• _Requirement_: Extract all data as written.

## Begin Listing

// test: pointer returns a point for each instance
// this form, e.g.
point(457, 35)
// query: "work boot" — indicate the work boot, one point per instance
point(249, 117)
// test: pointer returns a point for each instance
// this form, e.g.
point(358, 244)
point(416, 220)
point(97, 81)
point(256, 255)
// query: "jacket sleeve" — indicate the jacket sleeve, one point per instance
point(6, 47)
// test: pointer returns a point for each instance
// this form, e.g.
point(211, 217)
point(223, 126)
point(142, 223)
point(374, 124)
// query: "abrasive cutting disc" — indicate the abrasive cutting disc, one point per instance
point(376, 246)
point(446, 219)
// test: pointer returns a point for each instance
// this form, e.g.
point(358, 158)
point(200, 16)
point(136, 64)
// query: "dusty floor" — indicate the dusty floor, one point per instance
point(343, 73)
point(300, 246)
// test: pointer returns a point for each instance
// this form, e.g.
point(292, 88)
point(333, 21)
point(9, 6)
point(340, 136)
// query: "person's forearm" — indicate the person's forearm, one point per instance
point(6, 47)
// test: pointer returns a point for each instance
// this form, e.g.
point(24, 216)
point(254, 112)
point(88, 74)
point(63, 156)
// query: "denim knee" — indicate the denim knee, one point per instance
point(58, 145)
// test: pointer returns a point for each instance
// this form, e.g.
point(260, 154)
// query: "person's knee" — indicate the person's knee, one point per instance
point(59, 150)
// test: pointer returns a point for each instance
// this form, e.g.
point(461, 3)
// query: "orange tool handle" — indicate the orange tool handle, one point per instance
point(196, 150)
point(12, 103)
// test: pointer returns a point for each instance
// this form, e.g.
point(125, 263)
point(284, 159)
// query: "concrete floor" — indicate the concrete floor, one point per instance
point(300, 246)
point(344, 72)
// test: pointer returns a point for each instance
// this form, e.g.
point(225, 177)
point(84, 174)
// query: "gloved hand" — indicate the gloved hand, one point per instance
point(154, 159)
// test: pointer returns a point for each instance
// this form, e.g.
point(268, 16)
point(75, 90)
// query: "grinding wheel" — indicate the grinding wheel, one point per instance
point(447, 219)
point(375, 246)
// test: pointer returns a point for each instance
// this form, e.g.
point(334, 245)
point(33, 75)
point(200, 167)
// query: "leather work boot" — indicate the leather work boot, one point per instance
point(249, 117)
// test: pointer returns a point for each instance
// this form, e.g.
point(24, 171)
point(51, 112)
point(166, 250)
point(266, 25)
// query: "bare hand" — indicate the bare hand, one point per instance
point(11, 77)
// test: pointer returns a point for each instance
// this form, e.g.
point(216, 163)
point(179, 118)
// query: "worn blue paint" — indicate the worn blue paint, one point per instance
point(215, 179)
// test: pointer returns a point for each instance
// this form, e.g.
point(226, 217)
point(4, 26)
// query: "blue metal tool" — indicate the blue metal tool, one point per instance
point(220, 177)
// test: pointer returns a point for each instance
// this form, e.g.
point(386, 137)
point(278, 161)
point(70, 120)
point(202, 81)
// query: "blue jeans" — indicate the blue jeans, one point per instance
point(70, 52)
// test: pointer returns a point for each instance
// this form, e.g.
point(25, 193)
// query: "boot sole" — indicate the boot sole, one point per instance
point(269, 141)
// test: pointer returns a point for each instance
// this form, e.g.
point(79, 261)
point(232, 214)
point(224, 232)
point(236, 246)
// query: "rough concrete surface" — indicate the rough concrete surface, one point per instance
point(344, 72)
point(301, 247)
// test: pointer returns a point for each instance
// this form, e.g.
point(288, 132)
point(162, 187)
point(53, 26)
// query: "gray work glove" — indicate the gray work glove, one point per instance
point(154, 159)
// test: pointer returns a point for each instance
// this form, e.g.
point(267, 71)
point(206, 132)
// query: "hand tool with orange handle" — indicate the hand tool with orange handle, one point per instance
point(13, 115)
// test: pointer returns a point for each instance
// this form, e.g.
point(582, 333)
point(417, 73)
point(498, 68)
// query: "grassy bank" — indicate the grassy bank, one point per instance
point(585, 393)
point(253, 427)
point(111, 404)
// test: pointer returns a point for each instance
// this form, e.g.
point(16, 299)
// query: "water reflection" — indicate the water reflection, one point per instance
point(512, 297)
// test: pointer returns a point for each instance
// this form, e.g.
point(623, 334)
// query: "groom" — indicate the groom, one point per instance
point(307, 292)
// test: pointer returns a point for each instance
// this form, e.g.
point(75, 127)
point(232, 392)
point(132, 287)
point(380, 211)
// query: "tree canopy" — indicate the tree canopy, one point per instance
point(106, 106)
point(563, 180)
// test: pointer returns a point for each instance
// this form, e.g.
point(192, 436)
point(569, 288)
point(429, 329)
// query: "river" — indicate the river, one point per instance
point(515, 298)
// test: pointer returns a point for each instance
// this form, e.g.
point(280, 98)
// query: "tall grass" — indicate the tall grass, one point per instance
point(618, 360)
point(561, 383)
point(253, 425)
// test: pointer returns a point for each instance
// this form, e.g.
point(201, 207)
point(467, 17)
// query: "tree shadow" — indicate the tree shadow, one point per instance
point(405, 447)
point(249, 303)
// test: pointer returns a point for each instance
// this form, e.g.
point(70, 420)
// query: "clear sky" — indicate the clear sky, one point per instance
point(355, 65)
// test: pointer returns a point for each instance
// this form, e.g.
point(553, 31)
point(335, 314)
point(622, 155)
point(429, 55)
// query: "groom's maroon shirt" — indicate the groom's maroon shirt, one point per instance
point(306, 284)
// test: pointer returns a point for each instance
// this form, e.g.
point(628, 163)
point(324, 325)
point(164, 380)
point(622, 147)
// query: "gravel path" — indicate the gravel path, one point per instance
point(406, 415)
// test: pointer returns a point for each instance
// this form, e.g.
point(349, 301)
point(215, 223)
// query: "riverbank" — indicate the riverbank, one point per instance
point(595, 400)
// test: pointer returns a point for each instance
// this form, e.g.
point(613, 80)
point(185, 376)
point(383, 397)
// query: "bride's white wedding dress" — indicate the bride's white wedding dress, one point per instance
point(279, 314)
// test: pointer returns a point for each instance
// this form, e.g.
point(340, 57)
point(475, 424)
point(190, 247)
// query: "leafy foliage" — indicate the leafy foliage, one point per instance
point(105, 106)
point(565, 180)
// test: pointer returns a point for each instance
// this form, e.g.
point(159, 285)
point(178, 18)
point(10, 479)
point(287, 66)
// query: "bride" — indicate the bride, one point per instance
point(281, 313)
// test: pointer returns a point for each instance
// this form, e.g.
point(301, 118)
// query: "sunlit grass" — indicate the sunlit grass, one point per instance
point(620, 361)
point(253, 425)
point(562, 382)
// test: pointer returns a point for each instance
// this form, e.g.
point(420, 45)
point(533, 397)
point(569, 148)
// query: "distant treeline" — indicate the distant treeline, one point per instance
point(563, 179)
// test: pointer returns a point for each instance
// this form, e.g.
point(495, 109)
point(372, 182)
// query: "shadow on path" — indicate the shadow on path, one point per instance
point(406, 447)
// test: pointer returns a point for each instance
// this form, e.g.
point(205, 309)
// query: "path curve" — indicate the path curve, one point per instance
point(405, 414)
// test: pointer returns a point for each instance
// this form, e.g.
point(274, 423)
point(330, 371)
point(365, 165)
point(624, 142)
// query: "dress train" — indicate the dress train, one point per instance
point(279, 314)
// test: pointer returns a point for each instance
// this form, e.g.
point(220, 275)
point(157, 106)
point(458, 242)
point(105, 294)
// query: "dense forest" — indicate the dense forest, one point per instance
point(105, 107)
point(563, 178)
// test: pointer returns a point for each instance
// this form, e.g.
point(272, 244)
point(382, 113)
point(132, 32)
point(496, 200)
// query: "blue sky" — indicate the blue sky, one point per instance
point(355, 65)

## End Listing

• _Problem solution_:
// test: pointer returns a point for each instance
// this form, e.g.
point(457, 35)
// query: "work boot" — indicate the work boot, one point per instance
point(249, 117)
// test: pointer returns a point for each instance
// this form, e.g.
point(358, 244)
point(416, 220)
point(97, 81)
point(256, 255)
// query: "jacket sleeve" — indicate the jacket sleeve, one point per instance
point(6, 47)
// test: pointer returns a point for each instance
// this form, e.g.
point(211, 217)
point(223, 126)
point(142, 223)
point(374, 124)
// query: "abrasive cutting disc" — indicate the abrasive cutting disc, one point per instance
point(376, 246)
point(446, 219)
// test: pointer returns a point for each instance
// this form, e.g.
point(358, 158)
point(200, 16)
point(136, 64)
// query: "dusty floor" — indicate the dusty floor, one point per instance
point(343, 73)
point(300, 246)
// test: pointer returns a point for each instance
// this form, e.g.
point(292, 88)
point(333, 21)
point(9, 6)
point(340, 136)
// query: "person's forearm" — indicate the person's forearm, one point per instance
point(6, 47)
// test: pointer returns a point for each instance
// this form, e.g.
point(24, 216)
point(254, 112)
point(88, 74)
point(63, 156)
// query: "denim knee" — indicate the denim knee, one point per instance
point(58, 145)
// test: pointer returns a point for each instance
// this form, e.g.
point(260, 154)
// query: "person's knee" — indicate the person's knee, one point per instance
point(59, 150)
// test: pointer returns a point for each instance
// this form, e.g.
point(461, 3)
// query: "orange tool handle" — indicate the orange tool handle, one point per instance
point(196, 150)
point(12, 103)
// test: pointer returns a point for each instance
// this form, e.g.
point(125, 263)
point(284, 159)
// query: "concrete floor" — indicate the concrete floor, one point per instance
point(300, 246)
point(344, 72)
// test: pointer returns a point for each instance
// this form, e.g.
point(225, 177)
point(84, 174)
// query: "gloved hand" — indicate the gloved hand, one point per instance
point(154, 159)
// test: pointer returns a point for each instance
// this form, e.g.
point(268, 16)
point(75, 90)
// query: "grinding wheel" — indicate the grinding wheel, one point per instance
point(447, 219)
point(375, 246)
// test: pointer returns a point for each instance
// this form, e.g.
point(334, 245)
point(33, 75)
point(200, 167)
// query: "leather work boot" — indicate the leather work boot, one point per instance
point(249, 117)
// test: pointer returns a point for each instance
// this form, e.g.
point(24, 171)
point(51, 112)
point(166, 250)
point(266, 25)
// query: "bare hand" — indicate the bare hand, one point per instance
point(11, 77)
// test: pointer returns a point for each instance
// this form, e.g.
point(216, 163)
point(179, 118)
// query: "worn blue paint" — indicate the worn blue paint, one point per instance
point(215, 179)
// test: pointer returns a point for each instance
// this form, e.g.
point(226, 217)
point(4, 26)
// query: "blue metal tool" — indicate the blue metal tool, one point per instance
point(220, 177)
// test: pointer returns a point for each instance
// this form, e.g.
point(386, 137)
point(278, 161)
point(70, 120)
point(202, 81)
// query: "blue jeans" — indicate the blue jeans, one point per instance
point(70, 52)
// test: pointer returns a point for each instance
// this form, e.g.
point(25, 193)
// query: "boot sole" — indicate the boot sole, one point per instance
point(269, 141)
// test: pointer returns a point for each instance
// this form, e.g.
point(79, 261)
point(232, 214)
point(224, 232)
point(236, 246)
// query: "rough concrete surface" — indicate the rough concrete surface, one point per instance
point(344, 72)
point(301, 247)
// test: pointer returns a point for each instance
// this form, e.g.
point(288, 132)
point(162, 187)
point(53, 26)
// query: "gray work glove" — indicate the gray work glove, one point per instance
point(154, 159)
// test: pointer returns a point for each instance
// this form, e.g.
point(267, 71)
point(206, 132)
// query: "hand tool with orange handle" — indicate the hand tool with orange handle, one point per instance
point(13, 115)
// test: pointer returns a point for each instance
// this form, e.g.
point(582, 333)
point(417, 73)
point(498, 68)
// query: "grassy bank" — indicate the grassy bank, one point per instance
point(585, 393)
point(253, 427)
point(111, 404)
// test: pointer returns a point for each instance
// this form, e.g.
point(16, 299)
// query: "water reflection" — indicate the water reflection, one point per instance
point(512, 297)
// test: pointer returns a point for each instance
// this form, e.g.
point(623, 334)
// query: "groom" — indicate the groom, one point per instance
point(307, 292)
// test: pointer returns a point for each instance
// this form, e.g.
point(75, 127)
point(232, 392)
point(132, 287)
point(380, 211)
// query: "tree canopy" — indicate the tree canopy, one point per instance
point(106, 106)
point(563, 180)
// test: pointer returns a point for each instance
// this form, e.g.
point(192, 436)
point(569, 288)
point(429, 329)
// query: "river" — indicate the river, one point per instance
point(515, 298)
// test: pointer returns a point for each instance
// this form, e.g.
point(280, 98)
// query: "tall grass" — indicate the tall grass, one point per instance
point(618, 360)
point(561, 383)
point(253, 425)
// test: pointer returns a point for each instance
// this form, e.g.
point(201, 207)
point(467, 17)
// query: "tree shadow" — indicate the tree shadow, one point per instance
point(405, 447)
point(249, 303)
// test: pointer returns a point for each instance
// this form, e.g.
point(70, 420)
// query: "clear sky" — indicate the clear sky, one point per instance
point(355, 65)
// test: pointer returns a point for each instance
// this form, e.g.
point(553, 31)
point(335, 314)
point(622, 155)
point(429, 55)
// query: "groom's maroon shirt" — indicate the groom's maroon shirt, one point per instance
point(306, 284)
// test: pointer returns a point for each instance
// this form, e.g.
point(628, 163)
point(324, 325)
point(164, 380)
point(622, 147)
// query: "gravel path" — indicate the gravel path, one point per instance
point(406, 415)
// test: pointer returns a point for each instance
// this form, e.g.
point(349, 301)
point(215, 223)
// query: "riverbank" — indicate the riverbank, one point per instance
point(595, 400)
// test: pointer returns a point for each instance
// this form, e.g.
point(613, 80)
point(185, 376)
point(383, 397)
// query: "bride's white wedding dress" — indicate the bride's white wedding dress, one point per instance
point(279, 314)
// test: pointer returns a point for each instance
// this form, e.g.
point(340, 57)
point(475, 424)
point(190, 247)
// query: "leafy foliage" — indicate the leafy foliage, one point per instance
point(105, 106)
point(565, 180)
// test: pointer returns a point for each instance
// this form, e.g.
point(159, 285)
point(178, 18)
point(10, 479)
point(287, 66)
// query: "bride" — indicate the bride, one point per instance
point(281, 313)
// test: pointer returns a point for each instance
// this form, e.g.
point(301, 118)
// query: "sunlit grass" — indicate the sunlit grass, one point per instance
point(620, 361)
point(253, 425)
point(562, 382)
// test: pointer returns a point for each instance
// this form, e.g.
point(420, 45)
point(533, 397)
point(569, 148)
// query: "distant treeline" — indicate the distant treeline, one point per instance
point(563, 179)
// test: pointer returns a point for each instance
// this form, e.g.
point(495, 109)
point(372, 182)
// query: "shadow on path" — indicate the shadow on path, one point per instance
point(406, 447)
// test: pointer returns a point for each instance
// this form, e.g.
point(205, 309)
// query: "path curve" — indicate the path curve, one point per instance
point(405, 414)
// test: pointer returns a point for each instance
// this form, e.g.
point(274, 423)
point(330, 371)
point(365, 165)
point(624, 142)
// query: "dress train" — indicate the dress train, one point per instance
point(279, 314)
// test: pointer returns a point for each instance
// this form, e.g.
point(220, 275)
point(157, 106)
point(458, 242)
point(105, 294)
// query: "dense forest" — indicate the dense forest, one point per instance
point(105, 107)
point(563, 178)
// test: pointer returns a point for each instance
// this form, e.g.
point(272, 244)
point(382, 113)
point(132, 32)
point(496, 200)
// query: "blue sky" — indicate the blue sky, one point per instance
point(355, 65)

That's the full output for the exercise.